◆ EXERCISE DESCRIPTION ◆
Among the entries below, one line contains "Target: bare tree" and another contains "Task: mark one dot on every instance of the camouflage uniform". Transcribe those two lines and every line between them, exactly.

◆ Point localization data ◆

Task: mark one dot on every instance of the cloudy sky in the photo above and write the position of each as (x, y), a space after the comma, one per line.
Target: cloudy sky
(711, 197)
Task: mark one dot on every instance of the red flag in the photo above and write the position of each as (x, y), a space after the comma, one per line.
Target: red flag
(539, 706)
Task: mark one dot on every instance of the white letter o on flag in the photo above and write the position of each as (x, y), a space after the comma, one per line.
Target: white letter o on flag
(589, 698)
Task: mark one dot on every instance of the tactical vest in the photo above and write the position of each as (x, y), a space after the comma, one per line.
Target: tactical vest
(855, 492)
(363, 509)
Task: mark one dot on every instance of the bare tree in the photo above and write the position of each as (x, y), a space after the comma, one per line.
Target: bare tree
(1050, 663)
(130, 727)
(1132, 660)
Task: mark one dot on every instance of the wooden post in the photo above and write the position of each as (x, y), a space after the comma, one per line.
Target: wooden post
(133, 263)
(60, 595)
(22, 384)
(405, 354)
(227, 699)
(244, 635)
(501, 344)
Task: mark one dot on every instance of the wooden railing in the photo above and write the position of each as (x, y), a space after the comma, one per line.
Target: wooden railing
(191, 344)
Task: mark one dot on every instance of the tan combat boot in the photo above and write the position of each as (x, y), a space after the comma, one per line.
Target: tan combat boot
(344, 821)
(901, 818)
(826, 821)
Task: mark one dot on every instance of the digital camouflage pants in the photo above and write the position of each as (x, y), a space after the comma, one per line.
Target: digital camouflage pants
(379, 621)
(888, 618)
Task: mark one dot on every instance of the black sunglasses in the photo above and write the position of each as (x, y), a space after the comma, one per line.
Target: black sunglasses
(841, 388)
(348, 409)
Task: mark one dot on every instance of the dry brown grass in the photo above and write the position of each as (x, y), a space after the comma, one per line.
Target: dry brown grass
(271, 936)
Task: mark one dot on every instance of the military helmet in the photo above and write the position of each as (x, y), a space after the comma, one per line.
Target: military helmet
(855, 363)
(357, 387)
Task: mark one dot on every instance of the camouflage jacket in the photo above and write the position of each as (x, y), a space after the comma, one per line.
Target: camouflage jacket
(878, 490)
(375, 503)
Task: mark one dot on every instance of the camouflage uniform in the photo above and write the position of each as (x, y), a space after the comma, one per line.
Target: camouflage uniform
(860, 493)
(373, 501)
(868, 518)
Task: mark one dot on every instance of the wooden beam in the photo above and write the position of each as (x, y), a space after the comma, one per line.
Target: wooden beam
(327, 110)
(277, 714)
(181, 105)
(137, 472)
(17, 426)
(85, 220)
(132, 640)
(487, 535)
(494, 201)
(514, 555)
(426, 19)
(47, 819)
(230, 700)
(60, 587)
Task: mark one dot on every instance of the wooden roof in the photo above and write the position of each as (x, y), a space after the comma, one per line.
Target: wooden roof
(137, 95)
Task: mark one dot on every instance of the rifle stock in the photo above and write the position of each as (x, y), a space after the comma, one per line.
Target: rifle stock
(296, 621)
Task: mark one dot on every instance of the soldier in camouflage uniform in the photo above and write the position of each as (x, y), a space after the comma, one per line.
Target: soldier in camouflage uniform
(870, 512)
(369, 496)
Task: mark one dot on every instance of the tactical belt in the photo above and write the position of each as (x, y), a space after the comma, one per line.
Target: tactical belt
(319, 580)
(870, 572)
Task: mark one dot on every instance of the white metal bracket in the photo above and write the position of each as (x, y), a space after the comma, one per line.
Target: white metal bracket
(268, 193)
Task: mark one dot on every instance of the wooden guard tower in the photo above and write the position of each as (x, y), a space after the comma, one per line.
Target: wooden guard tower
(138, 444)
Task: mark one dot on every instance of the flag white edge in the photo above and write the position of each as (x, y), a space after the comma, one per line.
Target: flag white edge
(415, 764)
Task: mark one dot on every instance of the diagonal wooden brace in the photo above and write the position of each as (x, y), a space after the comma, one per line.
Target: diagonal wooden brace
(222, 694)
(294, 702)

◆ SOLUTION TO THE EXERCISE ◆
Target: bare tree
(1050, 663)
(130, 727)
(1132, 660)
Task: mark one dot on every instance of the wooden post in the photo above and write the position of each as (x, y), a space after the comma, one per line.
Target: wooden post
(133, 263)
(60, 595)
(22, 384)
(405, 354)
(227, 699)
(244, 635)
(501, 344)
Task: mark one dot on every instance of the wooden railing in the photo above and write the position of each as (x, y), a space after the comma, one per line.
Target: wooden railing
(191, 344)
Task: mark one dot on every instance of the tan combat boot in the photo above and write the position of each as (x, y), a space after the comma, one per line.
Target: tan combat boot
(344, 821)
(901, 818)
(826, 821)
Task: mark one dot on every instance of the digital camouflage pants in the photo above and write the position of each as (x, y), a space after the comma, one per line.
Target: digital camouflage pants
(379, 621)
(888, 618)
Task: mark one dot on every instance of the black sunglasses in the photo above and write the position of each as (x, y), a space after the comma, one per line.
Target: black sunglasses
(841, 388)
(348, 409)
Task: mark one dot on every instance of the dry brown grass in the photo above and write the position of each as (x, y), a space after the comma, one per line.
Target: dry brown grass
(271, 936)
Task: mark one dot on every instance of the military helmet in the photo above and write the position of each as (x, y), a space after the comma, one per line.
Target: military helmet
(855, 363)
(357, 387)
Task: mark one dot on every instance of the camouflage jacket in the photo above and write the position of each as (x, y), a space after the comma, one per line.
Target: camouflage jacket
(878, 490)
(375, 503)
Task: mark one dot on every instance of the camouflage uniform in the photo above and write the position of each as (x, y), a space after the comma, one per line.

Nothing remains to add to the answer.